**Task instructions:**
Carry on the narrative below about an evening in Iqaluit, picking up after its final line.

**Reading text:**
<<<<
An hour later the music is louder still; dancing begins. Two older Inuits are drunk. The old woman has snuck into line and has a beer in both hands before being spied by the bouncers. Two of them escort her, weaving, to a table where she is allowed to enjoy her prize. The old man is not so lucky. A bouncer stands between him and his goal. The old man raises a hand in objection, leans way forward as if battling a stiff wind. The bouncer does not move; does not speak. The old man is gently handed his coat and he departs.
Now the two white bartenders are joined by a third. The new bartender is a young Inuit woman, though paler than most. She is six feet tall and has a bust the size of Texas. Talking at the bar quites as the men concentrate on their beers.
I choose this moment to order the Muskox Burger, the length of day here having fooled me into forgetting my dinner.
“It’s made of Bison, you know.” says the woman.
“Why would be called Muskox, then?” I ask.
“It’s a new menu,” she says. “Not from here are you?” I explain. “Oh, that’s a long time to be in Iqaluit.”
Outside the sun has finally dropped below the horizon, and the night appears to be early evening. The clouds above Iqaluit are lit crimson from below, and they stay crimson until dawn.
What I haven’t told you about the Northwest Passage: I’m going.
This Thursday, to be precise.
All rather sudden.
>>>>
**Raw records:**
<<<<
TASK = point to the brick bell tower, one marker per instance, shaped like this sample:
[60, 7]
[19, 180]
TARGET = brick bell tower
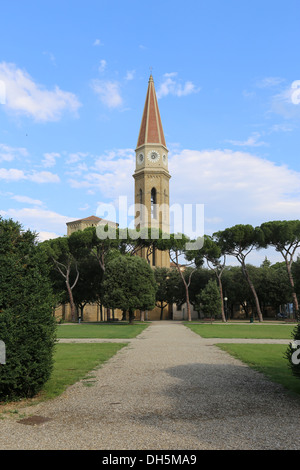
[152, 176]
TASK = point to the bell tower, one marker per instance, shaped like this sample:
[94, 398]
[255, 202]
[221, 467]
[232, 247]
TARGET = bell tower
[151, 174]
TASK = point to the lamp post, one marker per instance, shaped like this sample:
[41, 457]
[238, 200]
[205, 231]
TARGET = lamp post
[225, 301]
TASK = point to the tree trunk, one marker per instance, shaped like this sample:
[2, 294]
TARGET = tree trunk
[291, 279]
[222, 301]
[260, 317]
[72, 305]
[131, 316]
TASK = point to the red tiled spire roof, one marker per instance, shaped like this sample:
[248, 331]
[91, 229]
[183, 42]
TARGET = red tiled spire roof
[151, 130]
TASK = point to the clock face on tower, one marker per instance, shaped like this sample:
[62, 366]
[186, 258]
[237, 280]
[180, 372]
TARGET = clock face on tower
[140, 158]
[153, 156]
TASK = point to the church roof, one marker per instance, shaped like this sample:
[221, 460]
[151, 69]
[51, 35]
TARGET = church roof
[151, 130]
[91, 217]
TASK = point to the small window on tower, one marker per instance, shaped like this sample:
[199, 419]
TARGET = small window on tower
[153, 203]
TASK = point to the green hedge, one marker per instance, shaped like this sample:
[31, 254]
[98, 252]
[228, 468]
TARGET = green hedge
[27, 325]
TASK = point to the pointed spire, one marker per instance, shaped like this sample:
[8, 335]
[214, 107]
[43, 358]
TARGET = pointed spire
[151, 130]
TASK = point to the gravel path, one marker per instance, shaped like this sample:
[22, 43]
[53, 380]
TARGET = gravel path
[169, 389]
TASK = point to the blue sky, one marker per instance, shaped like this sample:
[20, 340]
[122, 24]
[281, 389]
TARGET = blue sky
[75, 76]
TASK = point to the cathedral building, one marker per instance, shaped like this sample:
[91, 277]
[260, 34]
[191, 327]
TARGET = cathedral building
[151, 174]
[152, 202]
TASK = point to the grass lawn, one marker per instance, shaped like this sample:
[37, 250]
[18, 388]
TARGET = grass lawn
[72, 362]
[100, 330]
[251, 330]
[268, 359]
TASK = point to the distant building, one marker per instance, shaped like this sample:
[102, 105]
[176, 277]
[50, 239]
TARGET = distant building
[81, 224]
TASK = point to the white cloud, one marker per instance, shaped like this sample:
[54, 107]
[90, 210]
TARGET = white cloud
[287, 102]
[109, 174]
[237, 187]
[27, 200]
[102, 65]
[170, 86]
[25, 97]
[108, 92]
[8, 153]
[268, 82]
[13, 174]
[46, 223]
[97, 42]
[43, 177]
[50, 159]
[130, 75]
[252, 141]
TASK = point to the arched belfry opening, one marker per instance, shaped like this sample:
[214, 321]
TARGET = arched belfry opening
[153, 203]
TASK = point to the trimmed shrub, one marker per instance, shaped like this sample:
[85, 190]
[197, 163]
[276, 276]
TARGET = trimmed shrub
[27, 324]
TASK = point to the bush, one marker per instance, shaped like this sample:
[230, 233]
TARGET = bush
[27, 324]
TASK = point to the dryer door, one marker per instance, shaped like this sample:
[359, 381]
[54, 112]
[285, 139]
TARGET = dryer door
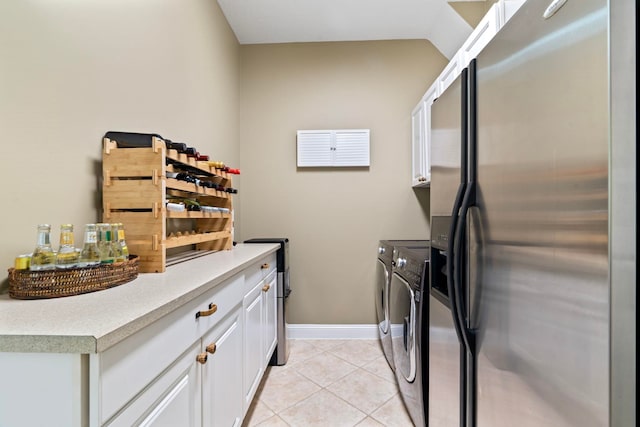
>>>>
**Exercise response:**
Here’s the back-story:
Many who have commented on my Figure 8 Voyage slated for 2015 think the attempt downright daft; some say I underrate the difficulty, while an interesting few have remarked, “that sounds like fun! Do you need crew?”
But all agree that any singlehanded challenger of the Northwest Passage would benefit from some prior experience of life above 66.56 degrees north latitude (the arctic circle). As Joanna (amazingly supportive wife) suggests, the wisdom gained from such an exploit could be an insurance policy against my expedition’s future success–especially as no actual insurance company is likely to underwrite it.
For months now I’ve been searching for a berth on a boat attempting the Northwest Passage this summer. What I found was that most who declared arctic intentions already had their crews or were having second thoughts altogether. Last year marked the coldest summer the Arctic had seen in several. Areas that were ice-free in August of 2010, 2011, 2012 were not in 2013. Choke points along the route either closed early or failed to open at all. Some boats became trapped. This gave the 2014 “fleet” pause for thought, and when I reached out in the spring, many were waiting to see what developed before committing.
By June I’d given up finding a berth.
Then just before I boarded the plane for the Vancouver Island Training Run, a note came across from the owners of Arctic Tern, then in Lewisporte, Newfoundland. After much consideration, they had decided to make a second attempt at the Northwest Passage this year. Would I like to join as crew? I accepted immediately.
Is such a venture all that unusual?
By way of comparison:
- 4000: approximate number of people who have climbed Mount Everest since Sir Edmund Hillary and Sherpa Tenzing Norgay in 1953.
- 300: approximate number solo circumnavigations via the Southern Ocean since Sir Robin Knox-Johnston’s completion aboard Suhaili in 1969.
- 85: approximate number of private yachts to complete the Northwest Passage since Raold Amundsen aboard Gjoa in 1906.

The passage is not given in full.